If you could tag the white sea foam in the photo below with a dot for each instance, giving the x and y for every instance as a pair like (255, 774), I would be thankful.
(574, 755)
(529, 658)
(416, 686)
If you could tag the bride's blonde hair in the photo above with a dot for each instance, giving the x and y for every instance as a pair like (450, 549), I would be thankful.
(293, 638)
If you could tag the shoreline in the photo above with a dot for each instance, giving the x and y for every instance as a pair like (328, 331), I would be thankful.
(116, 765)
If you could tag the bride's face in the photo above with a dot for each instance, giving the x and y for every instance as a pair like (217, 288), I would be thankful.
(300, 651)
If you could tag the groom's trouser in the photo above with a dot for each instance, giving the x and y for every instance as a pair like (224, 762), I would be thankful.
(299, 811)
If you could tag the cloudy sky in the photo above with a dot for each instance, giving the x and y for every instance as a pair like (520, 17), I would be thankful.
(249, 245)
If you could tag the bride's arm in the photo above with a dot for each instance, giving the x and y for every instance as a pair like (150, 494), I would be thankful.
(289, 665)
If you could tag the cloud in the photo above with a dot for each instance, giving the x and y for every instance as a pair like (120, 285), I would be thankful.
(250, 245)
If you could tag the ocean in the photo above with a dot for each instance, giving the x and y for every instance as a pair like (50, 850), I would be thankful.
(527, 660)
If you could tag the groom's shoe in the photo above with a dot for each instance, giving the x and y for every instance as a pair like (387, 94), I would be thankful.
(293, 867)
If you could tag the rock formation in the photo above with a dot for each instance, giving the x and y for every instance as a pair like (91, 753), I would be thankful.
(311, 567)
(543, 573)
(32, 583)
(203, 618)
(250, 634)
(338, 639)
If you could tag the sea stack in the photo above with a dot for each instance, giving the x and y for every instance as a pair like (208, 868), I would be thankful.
* * *
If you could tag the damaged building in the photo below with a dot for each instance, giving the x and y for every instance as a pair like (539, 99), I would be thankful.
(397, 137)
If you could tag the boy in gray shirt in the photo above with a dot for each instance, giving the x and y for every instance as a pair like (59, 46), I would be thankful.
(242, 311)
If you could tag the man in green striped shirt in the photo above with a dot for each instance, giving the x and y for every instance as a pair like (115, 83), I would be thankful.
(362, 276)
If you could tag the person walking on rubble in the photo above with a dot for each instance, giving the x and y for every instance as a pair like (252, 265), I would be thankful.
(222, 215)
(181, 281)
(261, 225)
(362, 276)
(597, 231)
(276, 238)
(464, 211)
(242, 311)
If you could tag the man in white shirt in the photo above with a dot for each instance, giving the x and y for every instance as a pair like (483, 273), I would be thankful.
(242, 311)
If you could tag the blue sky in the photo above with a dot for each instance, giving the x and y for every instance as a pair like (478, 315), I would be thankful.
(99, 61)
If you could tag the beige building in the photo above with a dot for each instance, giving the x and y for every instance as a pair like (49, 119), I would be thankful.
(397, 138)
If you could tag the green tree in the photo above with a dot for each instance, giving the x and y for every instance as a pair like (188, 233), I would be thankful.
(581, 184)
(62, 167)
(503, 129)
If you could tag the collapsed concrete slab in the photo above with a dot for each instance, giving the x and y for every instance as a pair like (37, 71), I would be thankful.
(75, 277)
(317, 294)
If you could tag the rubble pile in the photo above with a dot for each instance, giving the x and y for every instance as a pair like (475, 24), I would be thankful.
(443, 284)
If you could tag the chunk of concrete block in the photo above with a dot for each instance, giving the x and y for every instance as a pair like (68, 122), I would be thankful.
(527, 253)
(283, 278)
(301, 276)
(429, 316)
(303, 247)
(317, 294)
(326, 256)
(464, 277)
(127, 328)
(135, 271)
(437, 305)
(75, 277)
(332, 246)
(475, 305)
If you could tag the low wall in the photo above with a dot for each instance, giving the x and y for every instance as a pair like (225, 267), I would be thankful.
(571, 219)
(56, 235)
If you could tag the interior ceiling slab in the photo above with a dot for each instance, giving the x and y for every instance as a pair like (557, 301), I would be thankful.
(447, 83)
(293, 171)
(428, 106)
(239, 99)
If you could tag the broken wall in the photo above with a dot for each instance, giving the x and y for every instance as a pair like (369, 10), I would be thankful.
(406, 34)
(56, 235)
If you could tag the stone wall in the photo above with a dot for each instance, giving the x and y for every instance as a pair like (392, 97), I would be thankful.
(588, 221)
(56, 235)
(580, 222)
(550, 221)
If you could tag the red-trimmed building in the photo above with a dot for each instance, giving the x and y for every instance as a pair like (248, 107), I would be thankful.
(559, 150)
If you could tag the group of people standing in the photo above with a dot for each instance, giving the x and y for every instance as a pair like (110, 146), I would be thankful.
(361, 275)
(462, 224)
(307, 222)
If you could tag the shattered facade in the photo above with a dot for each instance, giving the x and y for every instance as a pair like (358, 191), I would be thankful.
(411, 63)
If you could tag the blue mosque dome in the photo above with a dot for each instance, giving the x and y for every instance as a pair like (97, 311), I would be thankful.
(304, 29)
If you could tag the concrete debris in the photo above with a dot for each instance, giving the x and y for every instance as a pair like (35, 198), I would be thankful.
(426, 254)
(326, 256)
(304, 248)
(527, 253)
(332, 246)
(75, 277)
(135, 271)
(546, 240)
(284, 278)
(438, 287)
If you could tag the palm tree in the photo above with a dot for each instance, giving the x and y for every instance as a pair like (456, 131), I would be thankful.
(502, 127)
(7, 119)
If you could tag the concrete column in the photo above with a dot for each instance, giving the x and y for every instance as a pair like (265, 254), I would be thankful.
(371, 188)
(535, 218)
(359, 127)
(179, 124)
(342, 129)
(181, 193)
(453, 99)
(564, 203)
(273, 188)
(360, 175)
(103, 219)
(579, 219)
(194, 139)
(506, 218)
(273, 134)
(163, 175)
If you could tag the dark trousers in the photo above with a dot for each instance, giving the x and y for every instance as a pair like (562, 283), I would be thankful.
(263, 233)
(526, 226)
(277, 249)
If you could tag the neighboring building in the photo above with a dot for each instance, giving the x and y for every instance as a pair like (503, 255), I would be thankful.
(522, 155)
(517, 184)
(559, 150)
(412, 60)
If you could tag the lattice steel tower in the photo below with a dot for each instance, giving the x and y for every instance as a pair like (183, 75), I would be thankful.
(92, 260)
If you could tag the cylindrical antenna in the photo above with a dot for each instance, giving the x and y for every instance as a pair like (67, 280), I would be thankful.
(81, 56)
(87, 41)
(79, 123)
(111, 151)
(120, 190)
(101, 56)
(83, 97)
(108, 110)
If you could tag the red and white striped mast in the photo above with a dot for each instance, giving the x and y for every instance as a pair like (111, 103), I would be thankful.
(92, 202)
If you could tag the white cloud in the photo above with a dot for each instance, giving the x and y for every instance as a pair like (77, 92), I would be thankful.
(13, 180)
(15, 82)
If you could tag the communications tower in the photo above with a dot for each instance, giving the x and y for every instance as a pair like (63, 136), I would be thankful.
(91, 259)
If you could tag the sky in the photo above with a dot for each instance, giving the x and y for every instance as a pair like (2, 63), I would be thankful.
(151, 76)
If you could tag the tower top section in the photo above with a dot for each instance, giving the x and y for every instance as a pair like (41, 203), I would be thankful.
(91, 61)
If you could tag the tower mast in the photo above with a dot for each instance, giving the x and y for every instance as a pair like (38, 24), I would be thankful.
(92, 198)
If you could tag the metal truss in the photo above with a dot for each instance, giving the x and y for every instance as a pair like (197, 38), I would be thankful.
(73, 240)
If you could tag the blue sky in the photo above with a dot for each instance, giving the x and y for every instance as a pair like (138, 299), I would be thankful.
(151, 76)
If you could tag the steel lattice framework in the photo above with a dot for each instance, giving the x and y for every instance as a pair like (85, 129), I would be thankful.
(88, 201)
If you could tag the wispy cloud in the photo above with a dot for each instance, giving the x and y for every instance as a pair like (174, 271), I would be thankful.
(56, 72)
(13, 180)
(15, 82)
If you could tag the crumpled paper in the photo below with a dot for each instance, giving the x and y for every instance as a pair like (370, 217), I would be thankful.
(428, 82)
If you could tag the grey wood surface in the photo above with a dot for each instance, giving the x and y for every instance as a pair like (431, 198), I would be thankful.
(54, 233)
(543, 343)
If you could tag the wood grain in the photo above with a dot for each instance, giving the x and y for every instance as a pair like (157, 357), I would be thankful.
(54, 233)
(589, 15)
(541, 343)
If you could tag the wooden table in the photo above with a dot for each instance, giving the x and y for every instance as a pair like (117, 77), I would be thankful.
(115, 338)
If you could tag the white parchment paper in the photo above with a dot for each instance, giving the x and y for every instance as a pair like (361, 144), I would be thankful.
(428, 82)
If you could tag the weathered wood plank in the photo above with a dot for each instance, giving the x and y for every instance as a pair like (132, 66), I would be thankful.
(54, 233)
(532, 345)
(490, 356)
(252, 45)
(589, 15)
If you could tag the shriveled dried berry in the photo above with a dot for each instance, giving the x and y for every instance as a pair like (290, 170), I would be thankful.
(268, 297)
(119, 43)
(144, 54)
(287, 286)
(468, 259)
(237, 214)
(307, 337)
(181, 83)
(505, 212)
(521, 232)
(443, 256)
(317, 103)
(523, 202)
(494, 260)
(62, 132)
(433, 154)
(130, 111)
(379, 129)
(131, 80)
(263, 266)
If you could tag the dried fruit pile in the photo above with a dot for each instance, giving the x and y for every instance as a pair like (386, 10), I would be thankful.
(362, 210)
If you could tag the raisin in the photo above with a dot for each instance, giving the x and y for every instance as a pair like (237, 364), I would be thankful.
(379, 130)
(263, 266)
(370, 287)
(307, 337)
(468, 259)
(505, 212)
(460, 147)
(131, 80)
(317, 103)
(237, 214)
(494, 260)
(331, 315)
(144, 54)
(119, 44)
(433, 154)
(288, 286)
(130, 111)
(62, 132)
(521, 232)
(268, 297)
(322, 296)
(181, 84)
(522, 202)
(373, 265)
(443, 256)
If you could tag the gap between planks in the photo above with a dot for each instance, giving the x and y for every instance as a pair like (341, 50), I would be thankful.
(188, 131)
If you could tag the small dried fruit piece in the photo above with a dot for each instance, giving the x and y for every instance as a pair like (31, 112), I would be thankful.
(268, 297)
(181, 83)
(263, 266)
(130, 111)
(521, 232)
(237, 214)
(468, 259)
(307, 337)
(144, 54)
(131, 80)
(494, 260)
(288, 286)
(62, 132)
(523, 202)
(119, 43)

Stated exercise: Find every line in the material above that contains the word "tree" and copy each of those lines out in full.

The result:
If you could tag the green tree in the photo above with a dot for each instance, giving the x and y for every instance as a pair like (188, 233), I would be thankful.
If you could tag the palm tree in the photo above with a dot for each instance, giving the x and y for every instance as a pair like (456, 131), I would be thankful.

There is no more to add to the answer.